TASKS TO PERFORM:
(1) From the poems-and-essay text, reproduce the passage starting with "Some would say they" and going on through "appreciation of diversity.".
(2) According to the poems-and-essay text, what is the name of the Writers' Union of Canada's member publication?
(3) Write the next part of the poems-and-essay text, picking up after its final sentence.
[[ READING TEXT open ]]
The planes real cargo is this

lambent space

The mind at the end

can be like this

A scattering of thoughts

in effortless suspension

over countless joyful graves

and pillars of suffering

But mostly

A brilliant emptiness

In flight toward absolute

nothingness.

January 21 and 22, 2017

It’s a brand new year

The shape of things–

A new year at almost 50

what’s

that thing

looming over

us in the polka dot

sky or behind closed

doors, the cigar-shaped

suppository  —  the relief

when it’s over the mamm-

ogram machine lifted from

the squashed breast like a

papal edict.   A new year

silhouetted against the

stars, missile stealthy

as their submarines

before      Engima

cracked   them

open as easy

a s  c a r d –

o m o m

p o d s

Nazis at home

 

Nazis at home

They’ve been marching
in their skin’s pale uniforms,
gleaming like boot black
in the torchlight.

At home, they plop
in their easy chairs,
foot sore and weary
and untie their bitter laces

soon they’ll hold their cheek
against the dark, not waiting
for kisses, but for the warm breath
that tells them there’s life

because their fear
winds around their
sleeping children
heavy as black lung

and they cannot hear
the heart beat
of their young
above their own

or distinguish them
from the tender camouflage
of shadow in the black -skinned
arms of night.

Hearing Voices

Not being a member of the Writers’ Union of Canada, I haven’t received a copy of its member publication, Write, so have not had the chance to read the essays of the Indigenous writers featured in the Spring issue, or the contentious opinions of the former editor of that issue. The question however of how writers approach characters whose identities are not reflective of their own is one I have some thoughts about which I write about here.

I was once of the opinion that anyone should write any character they wanted to and could imagine, including writing from that character’s perspective. Later in life, I came to the opinion that writing from the point of view of any character not reflective of my identity and from a historically oppressed group was  a bad idea. There are a number of reasons for this but the one that I stand by most is that people who have been oppressed should be acknowledged as the experts of their experience,  and offered the space to exercise and share that expertise.

How does a writer from a historically oppressive group take away from the acknowledgement of the expertise of a writer from an oppressed group if they write from the perspective of a character from the oppressed group?

Some would say they don’t. Some would say that depending on how they write the character they may be contributing to cultural understanding and appreciation of diversity.
[[ READING TEXT closed ]]
[[ DATA open ]]
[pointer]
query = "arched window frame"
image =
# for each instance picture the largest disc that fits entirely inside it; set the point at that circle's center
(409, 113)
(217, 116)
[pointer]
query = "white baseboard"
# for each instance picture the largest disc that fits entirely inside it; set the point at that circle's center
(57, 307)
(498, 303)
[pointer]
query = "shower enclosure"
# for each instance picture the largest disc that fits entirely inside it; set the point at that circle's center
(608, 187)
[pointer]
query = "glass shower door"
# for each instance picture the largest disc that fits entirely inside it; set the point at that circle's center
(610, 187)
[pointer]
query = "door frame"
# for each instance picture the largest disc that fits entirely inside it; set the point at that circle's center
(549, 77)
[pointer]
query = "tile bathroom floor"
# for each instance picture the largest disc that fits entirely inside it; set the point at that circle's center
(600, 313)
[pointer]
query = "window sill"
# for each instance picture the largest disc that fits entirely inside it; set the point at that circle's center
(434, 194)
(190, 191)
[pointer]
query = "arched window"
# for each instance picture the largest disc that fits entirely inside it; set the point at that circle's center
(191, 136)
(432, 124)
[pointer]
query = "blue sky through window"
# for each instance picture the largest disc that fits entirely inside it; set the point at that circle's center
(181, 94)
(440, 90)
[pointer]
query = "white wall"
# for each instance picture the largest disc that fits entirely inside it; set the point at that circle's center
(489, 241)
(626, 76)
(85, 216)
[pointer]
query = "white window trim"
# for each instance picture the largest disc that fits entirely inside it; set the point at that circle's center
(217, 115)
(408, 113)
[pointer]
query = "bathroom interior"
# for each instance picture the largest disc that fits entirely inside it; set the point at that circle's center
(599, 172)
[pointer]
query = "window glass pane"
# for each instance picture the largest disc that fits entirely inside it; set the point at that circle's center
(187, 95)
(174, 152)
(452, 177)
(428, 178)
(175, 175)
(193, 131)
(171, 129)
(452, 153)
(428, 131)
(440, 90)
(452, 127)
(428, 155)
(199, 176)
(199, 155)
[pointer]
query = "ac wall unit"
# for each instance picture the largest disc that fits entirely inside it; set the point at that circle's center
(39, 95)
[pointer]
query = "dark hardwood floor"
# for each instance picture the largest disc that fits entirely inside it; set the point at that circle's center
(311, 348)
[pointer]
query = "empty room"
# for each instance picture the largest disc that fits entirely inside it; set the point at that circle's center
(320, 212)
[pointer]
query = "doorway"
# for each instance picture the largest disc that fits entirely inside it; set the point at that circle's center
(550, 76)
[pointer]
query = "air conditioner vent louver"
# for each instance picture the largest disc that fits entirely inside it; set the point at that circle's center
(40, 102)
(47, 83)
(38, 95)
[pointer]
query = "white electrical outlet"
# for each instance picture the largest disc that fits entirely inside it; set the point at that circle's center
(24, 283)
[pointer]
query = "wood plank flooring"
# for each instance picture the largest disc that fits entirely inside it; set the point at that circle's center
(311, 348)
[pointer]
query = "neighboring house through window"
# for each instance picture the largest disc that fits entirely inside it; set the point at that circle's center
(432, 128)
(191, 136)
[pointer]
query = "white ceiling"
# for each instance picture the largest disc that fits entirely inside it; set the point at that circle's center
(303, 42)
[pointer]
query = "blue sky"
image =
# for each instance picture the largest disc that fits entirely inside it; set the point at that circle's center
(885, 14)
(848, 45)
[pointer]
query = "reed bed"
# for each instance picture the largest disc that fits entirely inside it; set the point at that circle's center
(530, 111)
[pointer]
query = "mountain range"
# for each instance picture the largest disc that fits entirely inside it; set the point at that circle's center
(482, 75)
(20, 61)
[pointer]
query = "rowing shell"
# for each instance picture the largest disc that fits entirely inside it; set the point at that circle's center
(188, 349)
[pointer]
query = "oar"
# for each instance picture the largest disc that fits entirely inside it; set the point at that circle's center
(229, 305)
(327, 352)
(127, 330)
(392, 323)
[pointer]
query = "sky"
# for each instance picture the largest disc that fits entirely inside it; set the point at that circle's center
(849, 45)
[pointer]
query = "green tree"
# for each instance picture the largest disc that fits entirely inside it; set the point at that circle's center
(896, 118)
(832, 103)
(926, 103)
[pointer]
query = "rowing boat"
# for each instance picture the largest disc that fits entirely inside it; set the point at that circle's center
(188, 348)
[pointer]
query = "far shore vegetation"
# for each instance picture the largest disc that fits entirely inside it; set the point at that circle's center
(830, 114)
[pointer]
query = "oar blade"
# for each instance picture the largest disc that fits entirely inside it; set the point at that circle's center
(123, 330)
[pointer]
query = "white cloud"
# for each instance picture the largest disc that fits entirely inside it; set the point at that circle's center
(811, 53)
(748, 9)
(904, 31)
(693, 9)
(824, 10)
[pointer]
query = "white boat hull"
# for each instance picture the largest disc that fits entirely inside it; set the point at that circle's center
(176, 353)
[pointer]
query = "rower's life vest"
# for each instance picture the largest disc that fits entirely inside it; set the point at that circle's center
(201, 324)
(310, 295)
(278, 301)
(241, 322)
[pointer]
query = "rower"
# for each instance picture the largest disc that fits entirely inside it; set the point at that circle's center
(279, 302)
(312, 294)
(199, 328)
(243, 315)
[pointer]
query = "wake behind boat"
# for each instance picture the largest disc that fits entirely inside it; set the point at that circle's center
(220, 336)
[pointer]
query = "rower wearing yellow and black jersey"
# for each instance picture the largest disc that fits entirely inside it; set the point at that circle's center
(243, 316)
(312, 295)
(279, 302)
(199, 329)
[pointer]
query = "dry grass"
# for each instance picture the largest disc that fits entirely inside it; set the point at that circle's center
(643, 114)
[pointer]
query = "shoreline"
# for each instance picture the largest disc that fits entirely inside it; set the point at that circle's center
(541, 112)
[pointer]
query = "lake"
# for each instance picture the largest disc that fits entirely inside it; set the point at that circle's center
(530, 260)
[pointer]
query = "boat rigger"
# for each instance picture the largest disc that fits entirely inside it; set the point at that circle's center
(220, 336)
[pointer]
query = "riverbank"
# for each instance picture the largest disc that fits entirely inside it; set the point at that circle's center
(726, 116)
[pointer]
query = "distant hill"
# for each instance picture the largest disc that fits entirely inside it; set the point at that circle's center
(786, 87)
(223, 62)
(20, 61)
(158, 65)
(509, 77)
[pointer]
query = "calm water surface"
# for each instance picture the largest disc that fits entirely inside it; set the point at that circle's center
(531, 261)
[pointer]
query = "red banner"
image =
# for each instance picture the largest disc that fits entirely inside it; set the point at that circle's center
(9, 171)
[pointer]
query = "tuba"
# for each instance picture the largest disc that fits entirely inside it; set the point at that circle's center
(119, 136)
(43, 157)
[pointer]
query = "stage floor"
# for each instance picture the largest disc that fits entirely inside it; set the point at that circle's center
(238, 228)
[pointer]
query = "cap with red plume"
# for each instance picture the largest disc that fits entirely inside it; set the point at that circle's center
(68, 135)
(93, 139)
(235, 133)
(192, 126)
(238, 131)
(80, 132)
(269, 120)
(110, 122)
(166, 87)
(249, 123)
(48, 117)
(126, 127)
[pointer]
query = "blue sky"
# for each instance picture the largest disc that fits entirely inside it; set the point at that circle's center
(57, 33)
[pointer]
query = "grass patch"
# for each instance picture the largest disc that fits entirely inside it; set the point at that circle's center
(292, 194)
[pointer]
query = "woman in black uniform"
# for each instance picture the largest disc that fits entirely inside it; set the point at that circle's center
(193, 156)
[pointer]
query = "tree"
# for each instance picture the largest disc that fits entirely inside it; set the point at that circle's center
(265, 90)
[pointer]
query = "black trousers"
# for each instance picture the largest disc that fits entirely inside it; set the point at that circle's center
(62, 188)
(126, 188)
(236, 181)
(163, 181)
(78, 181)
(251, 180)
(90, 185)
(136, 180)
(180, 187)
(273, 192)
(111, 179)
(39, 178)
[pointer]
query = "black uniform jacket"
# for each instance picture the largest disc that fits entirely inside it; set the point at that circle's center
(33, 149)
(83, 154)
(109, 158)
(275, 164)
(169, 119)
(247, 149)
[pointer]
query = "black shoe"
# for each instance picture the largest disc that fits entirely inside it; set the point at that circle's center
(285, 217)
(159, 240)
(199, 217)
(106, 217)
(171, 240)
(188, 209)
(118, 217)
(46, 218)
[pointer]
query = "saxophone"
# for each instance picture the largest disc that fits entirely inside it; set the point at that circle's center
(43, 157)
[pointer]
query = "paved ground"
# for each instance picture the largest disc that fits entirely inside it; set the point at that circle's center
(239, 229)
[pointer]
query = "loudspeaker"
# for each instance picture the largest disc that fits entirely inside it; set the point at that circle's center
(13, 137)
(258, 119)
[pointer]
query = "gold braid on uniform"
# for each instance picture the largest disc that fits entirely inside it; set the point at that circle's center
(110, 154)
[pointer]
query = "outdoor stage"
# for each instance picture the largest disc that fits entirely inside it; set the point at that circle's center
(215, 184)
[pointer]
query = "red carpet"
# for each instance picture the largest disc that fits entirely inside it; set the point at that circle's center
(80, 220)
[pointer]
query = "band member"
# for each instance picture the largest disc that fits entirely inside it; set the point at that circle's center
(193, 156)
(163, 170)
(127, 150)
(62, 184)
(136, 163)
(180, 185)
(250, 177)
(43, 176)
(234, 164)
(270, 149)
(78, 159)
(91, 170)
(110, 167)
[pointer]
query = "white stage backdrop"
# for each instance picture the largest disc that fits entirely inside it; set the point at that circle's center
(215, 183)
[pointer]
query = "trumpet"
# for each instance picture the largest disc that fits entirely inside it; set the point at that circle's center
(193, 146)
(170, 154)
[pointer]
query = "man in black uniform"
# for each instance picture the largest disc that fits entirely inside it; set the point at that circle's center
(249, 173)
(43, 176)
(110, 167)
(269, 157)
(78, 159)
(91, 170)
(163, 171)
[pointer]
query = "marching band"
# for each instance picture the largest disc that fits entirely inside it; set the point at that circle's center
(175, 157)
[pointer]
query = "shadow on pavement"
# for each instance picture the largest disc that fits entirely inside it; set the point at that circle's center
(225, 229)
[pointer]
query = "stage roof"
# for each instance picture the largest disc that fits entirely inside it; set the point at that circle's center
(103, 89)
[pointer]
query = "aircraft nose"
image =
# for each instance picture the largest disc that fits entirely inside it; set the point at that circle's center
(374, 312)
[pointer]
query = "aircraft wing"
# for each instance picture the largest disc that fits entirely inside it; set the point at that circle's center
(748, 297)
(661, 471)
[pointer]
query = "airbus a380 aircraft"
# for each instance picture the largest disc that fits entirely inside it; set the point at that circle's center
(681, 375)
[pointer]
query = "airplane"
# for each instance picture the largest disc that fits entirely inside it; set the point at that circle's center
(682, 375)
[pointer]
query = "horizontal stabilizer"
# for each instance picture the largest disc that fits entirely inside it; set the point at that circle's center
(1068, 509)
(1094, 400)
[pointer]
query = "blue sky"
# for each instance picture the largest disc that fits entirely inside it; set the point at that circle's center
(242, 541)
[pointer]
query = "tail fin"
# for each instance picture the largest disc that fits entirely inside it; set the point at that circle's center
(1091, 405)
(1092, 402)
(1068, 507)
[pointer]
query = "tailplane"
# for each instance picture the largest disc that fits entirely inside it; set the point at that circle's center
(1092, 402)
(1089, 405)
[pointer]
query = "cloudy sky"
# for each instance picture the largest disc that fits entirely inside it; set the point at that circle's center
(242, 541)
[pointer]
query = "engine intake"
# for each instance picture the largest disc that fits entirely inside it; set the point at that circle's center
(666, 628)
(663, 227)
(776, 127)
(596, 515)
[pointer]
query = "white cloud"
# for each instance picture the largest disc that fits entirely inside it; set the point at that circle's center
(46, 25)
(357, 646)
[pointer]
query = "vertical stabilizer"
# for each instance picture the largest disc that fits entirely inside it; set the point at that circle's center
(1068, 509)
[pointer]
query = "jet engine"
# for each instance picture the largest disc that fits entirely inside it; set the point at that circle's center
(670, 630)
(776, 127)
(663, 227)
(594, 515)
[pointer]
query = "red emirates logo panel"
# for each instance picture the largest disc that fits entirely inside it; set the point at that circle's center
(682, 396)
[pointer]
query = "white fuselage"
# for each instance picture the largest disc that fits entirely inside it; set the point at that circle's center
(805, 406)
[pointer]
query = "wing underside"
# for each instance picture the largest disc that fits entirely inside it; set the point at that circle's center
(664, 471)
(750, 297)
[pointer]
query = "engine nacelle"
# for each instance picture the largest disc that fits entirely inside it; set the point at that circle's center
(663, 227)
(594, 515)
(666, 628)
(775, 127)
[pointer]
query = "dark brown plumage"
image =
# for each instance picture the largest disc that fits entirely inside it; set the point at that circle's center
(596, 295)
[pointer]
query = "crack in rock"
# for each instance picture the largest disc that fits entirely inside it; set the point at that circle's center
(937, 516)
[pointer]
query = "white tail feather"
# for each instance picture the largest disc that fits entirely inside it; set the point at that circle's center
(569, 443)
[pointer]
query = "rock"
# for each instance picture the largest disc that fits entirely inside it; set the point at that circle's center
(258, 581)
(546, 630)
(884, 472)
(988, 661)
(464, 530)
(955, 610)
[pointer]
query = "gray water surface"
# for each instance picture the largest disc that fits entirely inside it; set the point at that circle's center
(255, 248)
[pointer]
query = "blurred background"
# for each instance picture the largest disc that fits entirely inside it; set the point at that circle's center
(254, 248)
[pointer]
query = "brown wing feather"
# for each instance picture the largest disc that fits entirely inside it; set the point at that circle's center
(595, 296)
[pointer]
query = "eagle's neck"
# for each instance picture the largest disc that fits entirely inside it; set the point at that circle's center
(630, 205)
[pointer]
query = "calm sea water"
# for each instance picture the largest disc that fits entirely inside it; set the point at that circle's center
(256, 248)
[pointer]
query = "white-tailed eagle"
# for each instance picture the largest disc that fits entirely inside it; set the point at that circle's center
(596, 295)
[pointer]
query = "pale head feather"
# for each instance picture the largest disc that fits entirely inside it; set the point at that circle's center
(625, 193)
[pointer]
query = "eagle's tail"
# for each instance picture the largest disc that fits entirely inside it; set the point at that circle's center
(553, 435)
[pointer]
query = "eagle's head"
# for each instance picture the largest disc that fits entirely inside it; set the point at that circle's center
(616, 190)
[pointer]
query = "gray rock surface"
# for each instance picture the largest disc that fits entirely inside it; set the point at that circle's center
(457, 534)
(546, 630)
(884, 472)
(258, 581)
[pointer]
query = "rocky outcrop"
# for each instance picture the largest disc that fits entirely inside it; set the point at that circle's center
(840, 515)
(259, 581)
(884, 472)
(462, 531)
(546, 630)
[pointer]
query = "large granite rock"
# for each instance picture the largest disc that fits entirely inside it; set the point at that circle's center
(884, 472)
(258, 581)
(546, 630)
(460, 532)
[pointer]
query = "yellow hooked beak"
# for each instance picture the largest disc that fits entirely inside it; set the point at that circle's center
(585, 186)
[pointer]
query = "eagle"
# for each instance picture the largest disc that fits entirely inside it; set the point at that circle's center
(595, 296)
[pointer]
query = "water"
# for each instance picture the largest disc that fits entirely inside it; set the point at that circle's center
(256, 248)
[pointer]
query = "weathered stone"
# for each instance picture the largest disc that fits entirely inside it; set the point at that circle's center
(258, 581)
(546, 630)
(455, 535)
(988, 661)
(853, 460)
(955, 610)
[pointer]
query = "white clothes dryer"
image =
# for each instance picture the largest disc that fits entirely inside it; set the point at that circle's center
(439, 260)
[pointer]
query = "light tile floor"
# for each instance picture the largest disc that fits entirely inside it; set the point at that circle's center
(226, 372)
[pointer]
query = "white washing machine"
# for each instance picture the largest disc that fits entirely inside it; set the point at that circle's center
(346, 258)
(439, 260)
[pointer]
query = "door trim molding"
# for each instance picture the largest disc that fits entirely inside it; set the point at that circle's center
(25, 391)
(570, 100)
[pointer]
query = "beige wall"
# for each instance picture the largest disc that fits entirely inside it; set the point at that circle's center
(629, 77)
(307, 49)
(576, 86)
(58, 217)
[[ DATA closed ]]
ANSWERS PROVIDED:
(1)
Some would say they don’t. Some would say that depending on how they write the character they may be contributing to cultural understanding and appreciation of diversity.

(2) Write

(3)
I guess my view on this is influenced by my experience of my own identity. I identify as a Mad, mix-raced and now middle-aged woman. In the area of mental health care there are many representations of people who are considered mentally ill. There are case studies, and  things I think of as pathological profiles with checklists of symptoms; I admit to cringing every time I hear a so-called expert– a psychiatrist for example– speak about that experience as if they know what it’s like –because, by definition,  they stand on the other side of the divide, unless they have experienced madness for themselves.

It is not wrong for psychiatrists to try to cross that divide by imagining and empathizing with my experience.  But if i am sitting right there, why would they do that, unless they value hearing their own voice over hearing mine, and over what my actual experience is?

Airspace is valuable and limited, and so is publishing space– column space,  and space in fiction publishers’ annual dockets.  I don’t think a psychiatrist should be given airtime about my experience over me, and I don’t think a writer from a historically oppressive group writing from the point of view of a character from an oppressed group should be given airtime over a writer who has had first hand experience of belonging to that group.

What I’m really arguing for  is my instinct that people need to be supported to tell their own stories if we really want a world that’s different than the one we live in now. Fiction is powerful.  That power belongs in the hands of the people who it’s about. “Nothing about us, without us” as the disability rights movement first said.

And thank you Jesse Wente for saying this.